Stored data entries:
╔══
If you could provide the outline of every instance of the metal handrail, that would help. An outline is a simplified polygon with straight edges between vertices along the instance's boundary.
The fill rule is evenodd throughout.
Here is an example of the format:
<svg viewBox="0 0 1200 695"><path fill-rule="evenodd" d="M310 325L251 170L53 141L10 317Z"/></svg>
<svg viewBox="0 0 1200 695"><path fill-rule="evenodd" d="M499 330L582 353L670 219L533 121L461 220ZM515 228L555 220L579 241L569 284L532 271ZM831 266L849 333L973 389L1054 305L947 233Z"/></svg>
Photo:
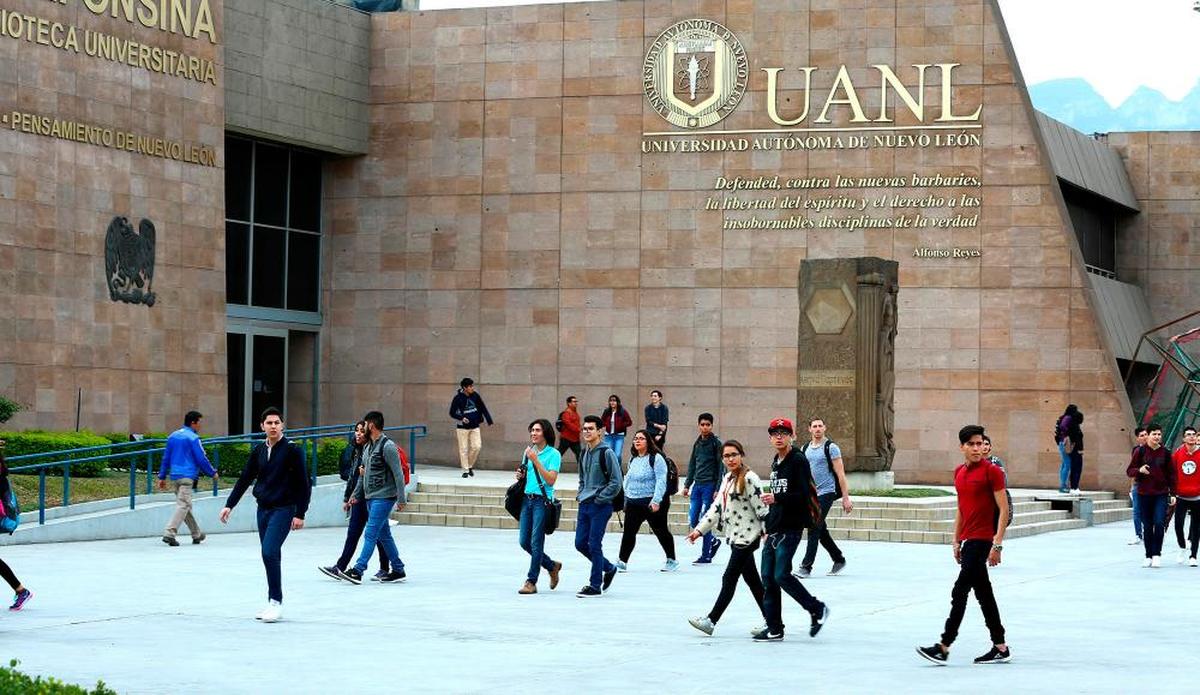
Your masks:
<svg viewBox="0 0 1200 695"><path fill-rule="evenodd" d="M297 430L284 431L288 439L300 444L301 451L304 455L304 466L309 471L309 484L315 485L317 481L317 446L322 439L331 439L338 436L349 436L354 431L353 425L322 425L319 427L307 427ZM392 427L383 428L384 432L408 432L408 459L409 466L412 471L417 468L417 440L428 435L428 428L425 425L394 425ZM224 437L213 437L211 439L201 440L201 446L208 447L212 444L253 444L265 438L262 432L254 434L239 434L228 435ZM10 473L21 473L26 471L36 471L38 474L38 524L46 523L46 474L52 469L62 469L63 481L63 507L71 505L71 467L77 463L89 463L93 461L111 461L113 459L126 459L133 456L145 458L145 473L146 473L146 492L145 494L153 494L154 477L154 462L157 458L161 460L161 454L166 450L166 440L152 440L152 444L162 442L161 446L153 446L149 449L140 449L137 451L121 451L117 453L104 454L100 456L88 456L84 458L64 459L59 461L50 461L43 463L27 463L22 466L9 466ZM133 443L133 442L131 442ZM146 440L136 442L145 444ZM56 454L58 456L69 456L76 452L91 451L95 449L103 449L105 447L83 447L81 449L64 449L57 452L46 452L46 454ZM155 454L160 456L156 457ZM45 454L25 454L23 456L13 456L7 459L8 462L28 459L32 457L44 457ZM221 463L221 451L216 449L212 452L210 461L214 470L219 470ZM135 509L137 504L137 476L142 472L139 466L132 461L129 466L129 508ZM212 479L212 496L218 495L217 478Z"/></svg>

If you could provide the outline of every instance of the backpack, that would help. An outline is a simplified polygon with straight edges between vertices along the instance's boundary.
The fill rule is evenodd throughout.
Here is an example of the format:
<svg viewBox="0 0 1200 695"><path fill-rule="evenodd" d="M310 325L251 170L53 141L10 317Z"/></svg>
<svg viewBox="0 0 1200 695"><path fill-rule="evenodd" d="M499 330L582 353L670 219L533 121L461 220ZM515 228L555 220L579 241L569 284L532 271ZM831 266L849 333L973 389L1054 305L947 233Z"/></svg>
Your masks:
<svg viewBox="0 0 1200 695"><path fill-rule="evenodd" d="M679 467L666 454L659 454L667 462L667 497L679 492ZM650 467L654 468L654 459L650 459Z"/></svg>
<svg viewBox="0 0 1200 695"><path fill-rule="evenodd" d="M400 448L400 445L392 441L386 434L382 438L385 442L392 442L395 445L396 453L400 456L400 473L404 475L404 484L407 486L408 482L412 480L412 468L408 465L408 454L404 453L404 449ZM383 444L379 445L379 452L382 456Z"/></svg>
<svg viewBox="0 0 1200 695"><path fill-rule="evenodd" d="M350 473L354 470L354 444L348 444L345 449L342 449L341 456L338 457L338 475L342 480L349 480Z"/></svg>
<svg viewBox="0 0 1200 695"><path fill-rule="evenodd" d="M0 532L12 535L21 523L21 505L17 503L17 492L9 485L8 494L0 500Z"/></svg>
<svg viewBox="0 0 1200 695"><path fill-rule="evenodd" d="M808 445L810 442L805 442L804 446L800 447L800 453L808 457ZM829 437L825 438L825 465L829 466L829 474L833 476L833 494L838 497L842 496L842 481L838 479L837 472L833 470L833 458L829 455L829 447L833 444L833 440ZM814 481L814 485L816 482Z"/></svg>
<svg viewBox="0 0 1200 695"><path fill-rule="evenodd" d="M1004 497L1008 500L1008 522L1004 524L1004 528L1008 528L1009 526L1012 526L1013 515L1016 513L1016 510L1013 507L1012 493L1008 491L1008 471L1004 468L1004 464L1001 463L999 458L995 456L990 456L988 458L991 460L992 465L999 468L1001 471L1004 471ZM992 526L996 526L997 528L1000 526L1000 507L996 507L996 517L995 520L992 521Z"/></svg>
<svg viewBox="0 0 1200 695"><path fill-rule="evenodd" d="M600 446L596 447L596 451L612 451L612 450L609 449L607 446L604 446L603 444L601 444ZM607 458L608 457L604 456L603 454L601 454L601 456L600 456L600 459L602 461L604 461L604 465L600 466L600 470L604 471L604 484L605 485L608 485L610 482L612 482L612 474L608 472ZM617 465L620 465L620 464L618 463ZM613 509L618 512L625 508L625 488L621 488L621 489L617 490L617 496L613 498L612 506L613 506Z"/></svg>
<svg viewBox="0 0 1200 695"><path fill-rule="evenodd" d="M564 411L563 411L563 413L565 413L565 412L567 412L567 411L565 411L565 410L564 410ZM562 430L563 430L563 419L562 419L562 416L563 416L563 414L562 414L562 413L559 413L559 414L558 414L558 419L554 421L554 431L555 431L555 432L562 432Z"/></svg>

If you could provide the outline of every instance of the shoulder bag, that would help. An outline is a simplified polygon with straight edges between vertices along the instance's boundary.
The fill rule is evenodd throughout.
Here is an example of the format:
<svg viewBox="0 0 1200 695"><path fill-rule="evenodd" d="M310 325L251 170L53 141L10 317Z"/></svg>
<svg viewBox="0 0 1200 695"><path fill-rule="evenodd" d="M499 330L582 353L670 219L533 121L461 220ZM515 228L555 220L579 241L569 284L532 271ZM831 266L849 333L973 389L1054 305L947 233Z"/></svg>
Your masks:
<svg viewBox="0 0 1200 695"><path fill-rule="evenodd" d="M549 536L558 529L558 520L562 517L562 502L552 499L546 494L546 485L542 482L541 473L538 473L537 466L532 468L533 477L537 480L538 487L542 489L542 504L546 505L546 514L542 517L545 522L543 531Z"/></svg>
╚══
╔══
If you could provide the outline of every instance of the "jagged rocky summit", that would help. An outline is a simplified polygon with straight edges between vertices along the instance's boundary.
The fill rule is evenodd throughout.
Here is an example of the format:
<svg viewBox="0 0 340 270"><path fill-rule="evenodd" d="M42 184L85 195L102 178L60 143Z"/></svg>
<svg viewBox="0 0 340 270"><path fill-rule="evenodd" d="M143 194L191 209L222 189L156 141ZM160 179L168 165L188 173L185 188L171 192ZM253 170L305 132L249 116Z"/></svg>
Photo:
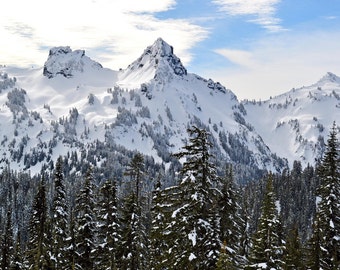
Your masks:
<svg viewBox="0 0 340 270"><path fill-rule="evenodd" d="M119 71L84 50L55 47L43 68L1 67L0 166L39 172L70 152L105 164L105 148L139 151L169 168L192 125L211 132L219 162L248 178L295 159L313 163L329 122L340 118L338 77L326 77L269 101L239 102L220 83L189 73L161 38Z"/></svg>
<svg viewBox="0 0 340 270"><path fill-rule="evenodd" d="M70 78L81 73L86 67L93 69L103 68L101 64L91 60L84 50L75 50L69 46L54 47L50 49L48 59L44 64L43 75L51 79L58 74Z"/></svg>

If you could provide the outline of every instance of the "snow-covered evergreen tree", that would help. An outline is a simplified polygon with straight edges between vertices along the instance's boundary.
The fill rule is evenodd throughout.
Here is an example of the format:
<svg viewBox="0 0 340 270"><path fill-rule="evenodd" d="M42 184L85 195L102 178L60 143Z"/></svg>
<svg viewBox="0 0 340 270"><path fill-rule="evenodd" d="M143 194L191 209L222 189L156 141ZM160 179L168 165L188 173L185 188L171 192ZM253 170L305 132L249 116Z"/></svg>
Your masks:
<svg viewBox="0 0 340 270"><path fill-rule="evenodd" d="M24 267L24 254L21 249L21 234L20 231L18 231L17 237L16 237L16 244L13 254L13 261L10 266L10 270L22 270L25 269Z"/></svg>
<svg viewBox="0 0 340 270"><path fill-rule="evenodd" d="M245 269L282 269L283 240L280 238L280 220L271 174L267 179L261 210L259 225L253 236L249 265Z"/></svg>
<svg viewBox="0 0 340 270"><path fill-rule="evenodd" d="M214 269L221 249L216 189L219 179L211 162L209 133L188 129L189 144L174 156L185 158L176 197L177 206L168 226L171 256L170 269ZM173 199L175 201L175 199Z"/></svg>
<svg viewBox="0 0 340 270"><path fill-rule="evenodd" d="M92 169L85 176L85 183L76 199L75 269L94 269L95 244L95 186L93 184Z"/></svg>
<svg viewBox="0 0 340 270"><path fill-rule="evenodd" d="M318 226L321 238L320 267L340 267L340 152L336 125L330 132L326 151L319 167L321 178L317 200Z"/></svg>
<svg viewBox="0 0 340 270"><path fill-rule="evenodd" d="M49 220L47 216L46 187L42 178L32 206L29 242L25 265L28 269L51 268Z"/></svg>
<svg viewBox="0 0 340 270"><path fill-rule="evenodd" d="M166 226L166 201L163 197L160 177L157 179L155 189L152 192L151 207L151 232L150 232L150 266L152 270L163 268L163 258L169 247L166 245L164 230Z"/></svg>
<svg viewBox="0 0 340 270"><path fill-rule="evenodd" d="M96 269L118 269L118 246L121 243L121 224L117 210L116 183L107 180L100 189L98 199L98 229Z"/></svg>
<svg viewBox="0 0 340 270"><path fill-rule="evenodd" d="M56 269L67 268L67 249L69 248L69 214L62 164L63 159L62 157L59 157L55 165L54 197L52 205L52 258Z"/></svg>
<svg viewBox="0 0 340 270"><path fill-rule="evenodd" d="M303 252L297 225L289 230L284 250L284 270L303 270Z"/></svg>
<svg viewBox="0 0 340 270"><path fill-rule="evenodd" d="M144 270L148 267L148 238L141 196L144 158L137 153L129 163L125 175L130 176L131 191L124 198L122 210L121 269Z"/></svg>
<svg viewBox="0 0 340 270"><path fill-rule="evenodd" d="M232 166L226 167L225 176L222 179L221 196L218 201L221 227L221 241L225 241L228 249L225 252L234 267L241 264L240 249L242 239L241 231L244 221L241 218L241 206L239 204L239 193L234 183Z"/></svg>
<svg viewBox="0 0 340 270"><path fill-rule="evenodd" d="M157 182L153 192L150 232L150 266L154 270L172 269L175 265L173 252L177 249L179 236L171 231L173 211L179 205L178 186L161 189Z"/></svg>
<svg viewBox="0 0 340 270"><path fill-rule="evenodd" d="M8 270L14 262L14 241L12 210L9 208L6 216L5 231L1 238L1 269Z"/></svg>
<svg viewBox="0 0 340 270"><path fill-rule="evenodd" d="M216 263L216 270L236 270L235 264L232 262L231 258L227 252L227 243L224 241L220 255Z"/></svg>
╚══
╔══
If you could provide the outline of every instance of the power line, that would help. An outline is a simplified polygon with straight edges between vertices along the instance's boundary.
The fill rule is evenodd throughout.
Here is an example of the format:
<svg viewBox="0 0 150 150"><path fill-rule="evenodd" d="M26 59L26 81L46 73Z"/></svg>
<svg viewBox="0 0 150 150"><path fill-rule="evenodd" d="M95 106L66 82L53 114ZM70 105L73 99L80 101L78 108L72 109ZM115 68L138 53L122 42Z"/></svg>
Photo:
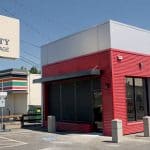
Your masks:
╚══
Among the entries above, determine how many lines contain "with", then output only that number.

COMPLETED EXERCISE: 6